# PROMPT
Can you convert the entries below into a two-column CSV with the header "prompt" and "points", one row per entry, holding its text and all of its answer coordinates, with each field in double quotes, line breaks replaced by spaces, and the pictures left out?

# GIVEN ENTRIES

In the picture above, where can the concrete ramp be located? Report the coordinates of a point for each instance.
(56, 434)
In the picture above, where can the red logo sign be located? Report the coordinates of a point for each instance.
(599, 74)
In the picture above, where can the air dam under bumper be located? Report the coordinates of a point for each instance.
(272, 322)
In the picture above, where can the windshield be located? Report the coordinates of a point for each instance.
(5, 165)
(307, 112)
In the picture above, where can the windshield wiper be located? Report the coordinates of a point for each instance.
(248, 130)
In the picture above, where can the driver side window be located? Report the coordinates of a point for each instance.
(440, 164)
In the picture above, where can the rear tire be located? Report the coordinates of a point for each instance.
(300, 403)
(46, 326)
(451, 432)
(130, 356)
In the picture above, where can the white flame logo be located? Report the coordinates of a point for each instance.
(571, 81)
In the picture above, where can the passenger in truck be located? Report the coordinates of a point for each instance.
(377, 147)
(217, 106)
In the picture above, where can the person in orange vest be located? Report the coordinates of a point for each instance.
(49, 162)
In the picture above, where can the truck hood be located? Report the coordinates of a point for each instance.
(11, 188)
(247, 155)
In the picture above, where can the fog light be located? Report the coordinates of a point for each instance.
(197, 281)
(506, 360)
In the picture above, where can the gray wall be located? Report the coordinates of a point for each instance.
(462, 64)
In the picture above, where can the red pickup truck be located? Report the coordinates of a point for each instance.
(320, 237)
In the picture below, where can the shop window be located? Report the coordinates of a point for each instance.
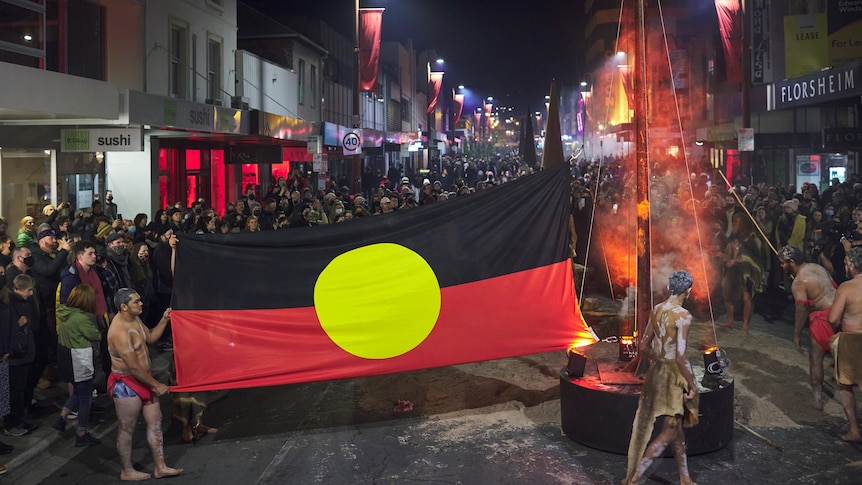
(178, 67)
(168, 176)
(301, 84)
(26, 188)
(251, 180)
(214, 63)
(193, 174)
(79, 178)
(218, 191)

# FULL ANSWER
prompt,points
"In the picture above, where can the concrete ramp be located? Report the coordinates of a point for each instance.","(56, 434)"
"In the picture above, where can the red logo sign be located? Report the coordinates of a point for each instance.","(599, 74)"
"In the picture above, where can the air dam under bumper be located? Report the coordinates of a point for each instance.","(272, 322)"
"In the picture above, where can the windshield be located? Report the coordinates of a point for each instance.","(5, 165) (307, 112)"
"In the picture above, where can the windshield wiper be located? Report the coordinates of a point for each instance.","(248, 130)"
"In the picture above, where can the driver side window be located? Report the coordinates of a point for each instance.","(440, 164)"
"In the picture above, where can the rear tire be located? Report the coordinates of a point for each instance.","(300, 403) (46, 326) (451, 432) (130, 356)"
"In the picture above, where can the white flame logo be located? Report the coordinates of a point for each instance.","(571, 81)"
"In the picture above, where can the passenger in truck be located? Report the coordinates of a point for each instance.","(377, 147) (217, 106)"
"In the picture above, where can the person in orange vest be located? Report the coordinates of a point for each instance.","(49, 162)"
"In the picture above, where can the truck hood be located? Report the coordinates of a point for each instance.","(11, 188) (247, 155)"
"In the picture above, where can the fog light be located? Report the coordinates of a point for each instance.","(197, 281) (506, 360)"
"In the picture above, where can the gray wall be located? Report the coordinates of a point for each instance.","(462, 64)"
"In the picture above, where can the red pickup truck be located? Report the coordinates of a point for each instance.","(320, 237)"
"In the picture below, where can the shop window be located? Report the coordinates of a point for each instance.","(178, 67) (168, 176) (301, 84) (26, 188) (251, 180) (214, 63) (193, 174) (79, 178) (218, 191)"